DATASET RECORDS:

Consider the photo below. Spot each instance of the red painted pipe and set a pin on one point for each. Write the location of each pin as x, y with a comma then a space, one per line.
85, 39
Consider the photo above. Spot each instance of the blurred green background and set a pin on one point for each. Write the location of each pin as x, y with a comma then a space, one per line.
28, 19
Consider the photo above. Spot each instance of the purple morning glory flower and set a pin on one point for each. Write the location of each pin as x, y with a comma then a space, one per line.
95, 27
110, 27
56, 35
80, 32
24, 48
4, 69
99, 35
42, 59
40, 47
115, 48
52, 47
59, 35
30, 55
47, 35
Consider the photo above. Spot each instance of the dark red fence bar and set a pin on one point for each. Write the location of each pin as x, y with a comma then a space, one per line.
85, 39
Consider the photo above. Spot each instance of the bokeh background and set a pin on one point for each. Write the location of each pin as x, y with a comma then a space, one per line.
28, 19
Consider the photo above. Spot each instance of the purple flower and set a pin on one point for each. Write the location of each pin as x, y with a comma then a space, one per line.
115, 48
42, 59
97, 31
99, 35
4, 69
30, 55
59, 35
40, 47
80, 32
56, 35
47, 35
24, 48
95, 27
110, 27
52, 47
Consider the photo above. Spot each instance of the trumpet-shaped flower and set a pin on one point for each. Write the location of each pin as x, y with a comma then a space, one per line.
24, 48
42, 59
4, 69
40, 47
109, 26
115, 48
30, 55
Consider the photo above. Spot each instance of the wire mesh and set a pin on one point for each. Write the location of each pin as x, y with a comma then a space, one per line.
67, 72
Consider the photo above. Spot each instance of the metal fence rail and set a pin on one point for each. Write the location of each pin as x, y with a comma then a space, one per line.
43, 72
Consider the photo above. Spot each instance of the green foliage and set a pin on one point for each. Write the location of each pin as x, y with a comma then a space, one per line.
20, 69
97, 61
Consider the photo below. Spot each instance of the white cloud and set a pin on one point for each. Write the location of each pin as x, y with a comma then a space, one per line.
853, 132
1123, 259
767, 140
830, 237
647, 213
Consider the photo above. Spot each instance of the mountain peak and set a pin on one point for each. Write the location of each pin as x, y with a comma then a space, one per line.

TASK DESCRIPTION: Transcribe word for word the lines from the one holding "Consider the photo above. Spot each instance of the wire" to the last line of the listing above, inclusive.

WRITTEN SOLUTION:
Consider the photo above. Spot each instance of the wire mesh and set a pin on one point for each. Write the location of each pin as x, y with a comma then a space, one per line.
67, 72
Consider the photo above. Spot each instance of the metal fence rail and set a pin on one point for each. Write the location of each pin as x, y with a comma then a space, one per line.
43, 72
Consider the photo above. Spot each instance of the green foliage and set a pin on one point for each. Write the location of each pin as x, y with a comma then a space, one per line.
20, 69
97, 61
Consider the photo below. Spot each instance of the white cloud and set a pin on one point for each. Write the location of each pin as x, y with a comma then a space, one per line.
853, 132
1123, 259
767, 140
830, 237
647, 213
Consider the photo above. Spot each instance of the mountain peak and set a pin on one point for each. Write the location of each pin as x, y with a comma then a space, one per line.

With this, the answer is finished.